EXERCISE DIRECTIONS:
Please substitute "image coordinates" for "pixel coordinates" everywhere it occurs in the records below, leaving everything else unchanged.

Items from a data source
==*==

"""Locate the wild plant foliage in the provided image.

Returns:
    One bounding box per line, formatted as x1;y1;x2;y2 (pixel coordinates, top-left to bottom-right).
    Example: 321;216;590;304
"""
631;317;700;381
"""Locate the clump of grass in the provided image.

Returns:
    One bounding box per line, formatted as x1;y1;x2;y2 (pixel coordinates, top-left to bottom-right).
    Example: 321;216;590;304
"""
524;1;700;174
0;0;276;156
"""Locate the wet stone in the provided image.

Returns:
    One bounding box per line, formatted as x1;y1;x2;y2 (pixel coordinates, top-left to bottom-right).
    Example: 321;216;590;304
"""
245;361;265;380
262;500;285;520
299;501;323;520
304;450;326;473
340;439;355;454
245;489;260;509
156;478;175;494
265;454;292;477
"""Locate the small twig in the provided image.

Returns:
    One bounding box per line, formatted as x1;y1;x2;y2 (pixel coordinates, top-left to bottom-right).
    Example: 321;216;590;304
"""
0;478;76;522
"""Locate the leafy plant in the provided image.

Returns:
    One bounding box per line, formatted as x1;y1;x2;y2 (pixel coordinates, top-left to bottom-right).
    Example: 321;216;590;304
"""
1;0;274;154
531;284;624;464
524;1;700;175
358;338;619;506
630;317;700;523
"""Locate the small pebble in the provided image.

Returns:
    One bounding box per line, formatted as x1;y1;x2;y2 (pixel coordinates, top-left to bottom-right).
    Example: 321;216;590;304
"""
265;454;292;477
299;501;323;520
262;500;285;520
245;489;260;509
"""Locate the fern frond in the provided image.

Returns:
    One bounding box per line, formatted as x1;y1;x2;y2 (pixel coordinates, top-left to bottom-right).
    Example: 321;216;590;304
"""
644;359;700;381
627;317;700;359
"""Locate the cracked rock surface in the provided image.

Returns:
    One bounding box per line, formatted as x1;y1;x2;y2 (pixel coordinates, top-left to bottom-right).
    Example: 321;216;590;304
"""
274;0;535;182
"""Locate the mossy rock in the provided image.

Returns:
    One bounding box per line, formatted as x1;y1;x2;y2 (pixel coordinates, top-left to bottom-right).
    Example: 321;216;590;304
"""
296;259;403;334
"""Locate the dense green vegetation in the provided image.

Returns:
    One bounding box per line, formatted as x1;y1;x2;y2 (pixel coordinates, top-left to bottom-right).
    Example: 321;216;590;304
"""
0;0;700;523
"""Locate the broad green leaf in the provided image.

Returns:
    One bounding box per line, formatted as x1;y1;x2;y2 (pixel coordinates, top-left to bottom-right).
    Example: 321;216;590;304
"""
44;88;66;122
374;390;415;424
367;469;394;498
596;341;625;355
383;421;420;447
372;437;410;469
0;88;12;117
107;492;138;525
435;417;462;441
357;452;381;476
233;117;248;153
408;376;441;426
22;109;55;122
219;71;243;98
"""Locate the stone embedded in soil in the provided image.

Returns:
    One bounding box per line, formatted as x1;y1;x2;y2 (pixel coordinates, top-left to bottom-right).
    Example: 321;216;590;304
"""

==*==

REPLY TO THE TASK:
"""Locate the wild plant foliage in the provided image.

Returns:
    One bounding box per line, formatted as x1;y1;x2;y2 (image coordinates, top-left to bottom-right).
    Example: 321;216;590;304
"""
631;317;700;381
"""Locate the clump of grass in the provided image.

Returns:
    One bounding box per line, formatted as x1;y1;x2;y2 (image coordinates, top-left to bottom-right).
    Example: 321;216;590;304
"""
524;1;700;174
0;0;276;156
"""Locate the wet stone in the provided image.

Returns:
    One bounding box per line, formatted as x1;y1;x2;y2 (image coordinates, top-left to bottom-right).
    Example: 321;216;590;304
"""
245;361;265;380
262;500;285;520
299;501;323;520
304;450;326;473
340;439;355;454
245;489;260;509
156;478;175;494
265;454;292;477
"""Locate the small twig in the provided image.

Returns:
    One bounding box per line, formatted as x1;y1;x2;y2 (image coordinates, top-left to bottom-right).
    Example: 321;216;590;304
"""
0;478;76;522
"""Locate the leafy plant in the provided image.

Returns:
    One bounding box per line, formatted as x1;y1;x2;y2 (image coordinates, top-left to bottom-right).
    Example: 321;216;590;304
"""
1;0;274;154
531;284;624;464
524;1;700;175
358;338;619;506
630;317;700;523
"""Locate the small pebble in the provided image.

Returns:
    One bounding box per line, formatted as x1;y1;x2;y2 (image coordinates, top-left to bottom-right).
    Example: 321;216;590;304
"""
265;454;292;477
299;501;323;520
262;500;285;520
245;489;260;509
"""Locate the fern frond in the provided image.

Returns:
    One bounding box per line, formatted as x1;y1;x2;y2 (image coordinates, top-left to bottom-right).
    Example: 321;216;590;304
"""
644;359;700;381
627;317;700;359
"""Locate the cracked rock surface in the provided image.

Returns:
    One bounding box per line, formatted as x1;y1;x2;y2 (image coordinates, top-left to bottom-right).
    Example: 321;216;590;304
"""
274;0;535;182
"""Locate the mossy rock in the provided image.

Returns:
    One bounding box per line, formatted as x1;y1;x2;y2 (image coordinates, top-left to bottom-right).
    Example: 321;216;590;304
"""
296;259;403;334
"""Locate the dense green vegetation in the provided image.

Returns:
    One bounding box per line, formatted as x1;y1;x2;y2 (image coordinates, top-left to bottom-right).
    Example: 321;216;590;304
"""
0;0;700;523
"""Locate the broad green leaf in the provided image.

Returns:
    One bounding box per line, formatted as x1;y1;x2;y2 (image coordinates, top-left to bottom-right).
    Example: 321;216;590;304
"""
44;88;66;122
374;390;415;424
367;469;394;498
596;341;625;355
383;421;420;447
372;437;410;469
0;88;12;117
107;492;138;525
435;417;462;441
357;452;381;476
233;117;248;153
408;376;441;426
22;109;55;122
219;71;243;98
"""Locate the stone embedded in soil in the provided image.

Returns:
    One bounding box per line, formatted as x1;y1;x2;y2 (image coordinates, top-left to bottom-right).
    Example: 321;216;590;304
"""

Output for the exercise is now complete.